[Dataset items]
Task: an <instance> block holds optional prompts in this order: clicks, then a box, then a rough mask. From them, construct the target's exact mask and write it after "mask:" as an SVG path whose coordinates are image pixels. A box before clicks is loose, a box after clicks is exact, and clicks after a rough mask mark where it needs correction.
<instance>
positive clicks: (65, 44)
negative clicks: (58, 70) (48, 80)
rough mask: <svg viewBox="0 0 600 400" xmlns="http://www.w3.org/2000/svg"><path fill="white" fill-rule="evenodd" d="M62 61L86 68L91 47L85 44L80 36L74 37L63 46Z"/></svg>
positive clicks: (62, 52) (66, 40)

The task.
Repeat the records above exactly, with nothing left out.

Task output.
Task: an <instance> block holds optional prompts in this order: clicks, then a box, then a rough mask. From them, construct the target's exact mask and write it after "mask:" as an SVG path whose coordinates are image pixels. A box before clicks is loose, a box after clicks is exact, and clicks after a rough mask mark where it needs correction.
<instance>
positive clicks: (65, 44)
negative clicks: (58, 70) (48, 80)
rough mask: <svg viewBox="0 0 600 400" xmlns="http://www.w3.org/2000/svg"><path fill="white" fill-rule="evenodd" d="M62 61L86 68L91 47L85 44L80 36L74 37L63 46Z"/></svg>
positive clicks: (62, 52) (66, 40)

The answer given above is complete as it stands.